_SELECTION_
Spotlight on the Solving Africa Project

Since January 2009, Junior Kanu has visited about seven African cities- Dakar (Senegal), Accra (Ghana), Lagos (Nigeria), Addis Ababa (Ethiopia), Tunis (Tunisia), Nairobi (Kenya), and Johannesburg (South Africa)- listening to young Africans’ dreams about what’s right or wrong with the continent and their role in its development. The final outcome will be a book tentatively titled Solving Africa published by the Lagos based publishing house, Farafina/Kachifo Limited. Part memoir, part travel log and part political commentary, the book will be the voice of young Africans’ dreams for their homeland and an attempt at a new way of telling Africa’s story. In this interview with Jennifer Ehidiamen, Kanu talks more about what motivated him to embark on the Solving Africa project.

When did you start thinking about the Solving Africa project?
Kanu: Since the beginning of 2008, I’d been thinking about traveling around the African continent but because I was busy with school for most of the year, I couldn’t do much to plan. In the summer, I created an independent study course focused on African literature to get my mind thinking of places I’d like to visit. And as things died down, I applied for a grant from the Soros Foundation in November and converted the grant application into a website that I launched on the 6th of November.

What inspired you to start the project?
Kanu: The idea for Solving Africa began as a conversation with some friends in early 2008. We were in a restaurant in Vienna when we decided we would solve all of Africa’s problems with two roads. One road would run east-west, from Dakar to Addis Ababa and the other, north-south, from Cairo to Cape Town. Tributaries would eventually join these two main roads connecting all the major cities on the continent.

I’d been traveling around Europe for five weeks in the winter between 2007 and 2008 on what some North Americans call, “The Europe Trip”. This trip is done somewhere between school and real life, for most middle-class Americans of European descent, and it is a rite-of-passage, a tradition of sorts. Young Americans traipse all around Europe, backpacks slung over shoulders, staying in cheap hostels, catching cheap flights and generally discovering the land of their ancestry. I had stopped in England, Scotland, France, Holland, Germany, and Belgium. Austria was my last stop before I returned to school in New York. If I was looking for my ancestry, it was finally starting to dawn on me that I wasn’t going to find it here.

_GIVEN INFORMATION_
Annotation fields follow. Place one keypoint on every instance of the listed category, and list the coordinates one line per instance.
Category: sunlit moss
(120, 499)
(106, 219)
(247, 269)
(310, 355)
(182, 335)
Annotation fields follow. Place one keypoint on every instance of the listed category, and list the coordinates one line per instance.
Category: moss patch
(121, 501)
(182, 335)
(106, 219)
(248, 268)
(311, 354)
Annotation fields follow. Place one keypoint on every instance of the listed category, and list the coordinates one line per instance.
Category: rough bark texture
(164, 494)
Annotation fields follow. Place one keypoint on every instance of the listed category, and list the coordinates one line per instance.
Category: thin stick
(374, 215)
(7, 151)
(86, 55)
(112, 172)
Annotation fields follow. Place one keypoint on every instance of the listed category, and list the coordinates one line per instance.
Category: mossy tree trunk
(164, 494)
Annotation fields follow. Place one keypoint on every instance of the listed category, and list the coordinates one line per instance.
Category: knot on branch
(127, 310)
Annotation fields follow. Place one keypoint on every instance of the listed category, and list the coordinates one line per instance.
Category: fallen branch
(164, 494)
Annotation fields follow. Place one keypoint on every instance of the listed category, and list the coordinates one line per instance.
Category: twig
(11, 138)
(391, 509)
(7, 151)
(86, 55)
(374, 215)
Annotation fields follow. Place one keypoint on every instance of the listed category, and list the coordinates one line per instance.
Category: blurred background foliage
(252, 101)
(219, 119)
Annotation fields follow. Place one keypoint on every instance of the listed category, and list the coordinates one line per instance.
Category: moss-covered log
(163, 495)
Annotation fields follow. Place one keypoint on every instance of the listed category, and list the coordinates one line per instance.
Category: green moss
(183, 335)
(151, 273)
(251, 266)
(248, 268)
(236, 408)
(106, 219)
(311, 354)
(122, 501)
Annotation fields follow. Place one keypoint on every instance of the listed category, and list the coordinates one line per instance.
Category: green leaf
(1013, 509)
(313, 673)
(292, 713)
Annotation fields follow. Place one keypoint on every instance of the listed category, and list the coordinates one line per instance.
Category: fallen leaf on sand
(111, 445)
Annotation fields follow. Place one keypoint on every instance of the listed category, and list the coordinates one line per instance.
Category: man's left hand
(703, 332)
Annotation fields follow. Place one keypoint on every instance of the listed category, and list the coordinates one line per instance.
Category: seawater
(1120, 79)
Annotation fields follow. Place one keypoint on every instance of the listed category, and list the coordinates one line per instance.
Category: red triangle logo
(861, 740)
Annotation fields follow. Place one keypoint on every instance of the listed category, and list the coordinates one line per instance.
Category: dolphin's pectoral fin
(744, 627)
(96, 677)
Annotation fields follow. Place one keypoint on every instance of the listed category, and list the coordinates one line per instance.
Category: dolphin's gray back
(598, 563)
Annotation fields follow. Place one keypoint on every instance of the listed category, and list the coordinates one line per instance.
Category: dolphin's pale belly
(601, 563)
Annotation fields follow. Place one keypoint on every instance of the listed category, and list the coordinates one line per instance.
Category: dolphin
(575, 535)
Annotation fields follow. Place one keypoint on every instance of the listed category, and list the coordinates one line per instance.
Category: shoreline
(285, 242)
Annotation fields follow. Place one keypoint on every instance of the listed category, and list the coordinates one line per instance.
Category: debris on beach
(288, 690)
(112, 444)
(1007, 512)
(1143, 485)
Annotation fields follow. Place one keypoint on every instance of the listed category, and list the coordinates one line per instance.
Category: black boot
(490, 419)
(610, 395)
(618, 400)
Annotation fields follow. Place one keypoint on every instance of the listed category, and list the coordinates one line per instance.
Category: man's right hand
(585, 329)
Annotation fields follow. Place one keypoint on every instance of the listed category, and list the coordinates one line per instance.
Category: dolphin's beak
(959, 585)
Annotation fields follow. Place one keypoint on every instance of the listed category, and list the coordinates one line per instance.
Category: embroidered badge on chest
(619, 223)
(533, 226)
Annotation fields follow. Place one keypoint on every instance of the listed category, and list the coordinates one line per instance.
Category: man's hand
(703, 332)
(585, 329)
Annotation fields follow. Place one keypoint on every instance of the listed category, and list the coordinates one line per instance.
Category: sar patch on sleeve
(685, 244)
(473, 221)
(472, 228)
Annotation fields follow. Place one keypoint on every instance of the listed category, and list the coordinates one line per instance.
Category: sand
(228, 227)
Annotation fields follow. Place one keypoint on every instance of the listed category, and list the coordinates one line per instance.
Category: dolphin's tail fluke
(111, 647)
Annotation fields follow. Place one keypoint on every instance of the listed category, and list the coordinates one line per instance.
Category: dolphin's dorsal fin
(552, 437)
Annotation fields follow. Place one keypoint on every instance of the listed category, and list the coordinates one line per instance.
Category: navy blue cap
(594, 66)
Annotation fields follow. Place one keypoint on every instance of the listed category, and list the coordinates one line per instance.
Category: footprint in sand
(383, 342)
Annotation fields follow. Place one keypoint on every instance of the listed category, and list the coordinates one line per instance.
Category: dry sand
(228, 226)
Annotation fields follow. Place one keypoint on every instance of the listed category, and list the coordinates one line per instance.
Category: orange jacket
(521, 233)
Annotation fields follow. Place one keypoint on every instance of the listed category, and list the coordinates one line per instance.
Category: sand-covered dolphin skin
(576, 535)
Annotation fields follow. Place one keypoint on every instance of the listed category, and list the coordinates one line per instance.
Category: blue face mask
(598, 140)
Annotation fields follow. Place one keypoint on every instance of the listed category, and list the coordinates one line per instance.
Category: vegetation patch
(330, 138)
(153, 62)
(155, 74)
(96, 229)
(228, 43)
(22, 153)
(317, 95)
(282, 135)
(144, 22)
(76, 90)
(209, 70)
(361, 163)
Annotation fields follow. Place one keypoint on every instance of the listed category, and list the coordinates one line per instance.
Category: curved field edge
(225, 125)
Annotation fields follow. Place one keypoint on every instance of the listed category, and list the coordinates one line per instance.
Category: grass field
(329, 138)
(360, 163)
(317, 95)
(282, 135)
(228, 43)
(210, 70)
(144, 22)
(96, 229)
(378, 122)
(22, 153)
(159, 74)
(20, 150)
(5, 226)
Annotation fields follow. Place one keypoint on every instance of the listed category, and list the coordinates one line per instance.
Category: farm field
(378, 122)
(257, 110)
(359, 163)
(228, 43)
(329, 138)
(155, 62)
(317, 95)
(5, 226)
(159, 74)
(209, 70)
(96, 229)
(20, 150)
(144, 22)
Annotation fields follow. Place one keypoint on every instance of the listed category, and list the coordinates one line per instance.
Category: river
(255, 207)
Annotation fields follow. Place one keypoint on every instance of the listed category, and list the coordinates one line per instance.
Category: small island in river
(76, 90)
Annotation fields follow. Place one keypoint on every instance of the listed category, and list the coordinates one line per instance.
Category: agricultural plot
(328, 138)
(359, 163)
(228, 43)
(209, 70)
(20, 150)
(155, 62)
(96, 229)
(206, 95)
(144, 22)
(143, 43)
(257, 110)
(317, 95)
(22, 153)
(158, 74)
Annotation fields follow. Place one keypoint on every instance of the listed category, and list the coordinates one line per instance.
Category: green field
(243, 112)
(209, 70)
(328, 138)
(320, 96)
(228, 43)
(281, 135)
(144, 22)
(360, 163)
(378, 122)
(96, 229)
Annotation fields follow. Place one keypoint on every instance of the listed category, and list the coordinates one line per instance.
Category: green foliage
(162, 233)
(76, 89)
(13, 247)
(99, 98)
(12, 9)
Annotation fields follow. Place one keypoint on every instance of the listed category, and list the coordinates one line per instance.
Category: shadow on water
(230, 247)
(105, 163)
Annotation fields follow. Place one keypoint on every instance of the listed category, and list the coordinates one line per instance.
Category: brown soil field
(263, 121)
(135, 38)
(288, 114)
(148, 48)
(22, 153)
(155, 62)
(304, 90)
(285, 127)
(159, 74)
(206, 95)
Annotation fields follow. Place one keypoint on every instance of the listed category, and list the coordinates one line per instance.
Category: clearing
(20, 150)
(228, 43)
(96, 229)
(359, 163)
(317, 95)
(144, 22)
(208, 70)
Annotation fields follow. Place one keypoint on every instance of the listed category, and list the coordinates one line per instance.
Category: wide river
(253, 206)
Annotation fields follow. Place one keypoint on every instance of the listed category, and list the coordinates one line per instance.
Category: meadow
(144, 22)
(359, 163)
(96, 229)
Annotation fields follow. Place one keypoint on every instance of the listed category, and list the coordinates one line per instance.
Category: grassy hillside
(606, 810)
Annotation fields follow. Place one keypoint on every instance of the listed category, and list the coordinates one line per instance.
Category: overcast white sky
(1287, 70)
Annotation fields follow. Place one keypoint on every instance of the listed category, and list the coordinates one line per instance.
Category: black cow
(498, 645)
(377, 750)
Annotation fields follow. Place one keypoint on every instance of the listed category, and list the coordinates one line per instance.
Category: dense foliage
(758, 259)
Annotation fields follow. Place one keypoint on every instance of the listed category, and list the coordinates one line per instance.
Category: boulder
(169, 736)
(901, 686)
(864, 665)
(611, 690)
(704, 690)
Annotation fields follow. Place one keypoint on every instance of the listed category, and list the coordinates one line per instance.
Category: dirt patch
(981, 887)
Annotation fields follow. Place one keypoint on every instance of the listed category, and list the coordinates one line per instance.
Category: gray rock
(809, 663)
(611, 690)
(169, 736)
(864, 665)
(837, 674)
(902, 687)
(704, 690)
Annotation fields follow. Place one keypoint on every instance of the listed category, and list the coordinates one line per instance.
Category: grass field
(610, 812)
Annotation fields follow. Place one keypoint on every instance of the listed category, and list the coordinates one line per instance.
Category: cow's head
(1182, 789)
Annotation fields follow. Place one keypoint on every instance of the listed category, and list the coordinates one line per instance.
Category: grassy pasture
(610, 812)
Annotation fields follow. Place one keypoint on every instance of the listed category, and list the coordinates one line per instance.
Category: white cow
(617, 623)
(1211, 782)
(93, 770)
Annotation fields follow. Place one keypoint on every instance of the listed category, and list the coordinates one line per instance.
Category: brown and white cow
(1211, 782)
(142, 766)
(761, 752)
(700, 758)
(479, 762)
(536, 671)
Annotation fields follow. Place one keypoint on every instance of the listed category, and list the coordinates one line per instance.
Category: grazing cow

_WORK TO COMPLETE_
1 > According to the interview, where were Kanu and his friends when they decided they would solve Africa's problems with two roads?
2 > Gather every line of the records that contains the word "gray".

_RESPONSES PER TASK_
1 > In a restaurant in Vienna.

2 >
Category: dolphin's gray back
Category: gray rock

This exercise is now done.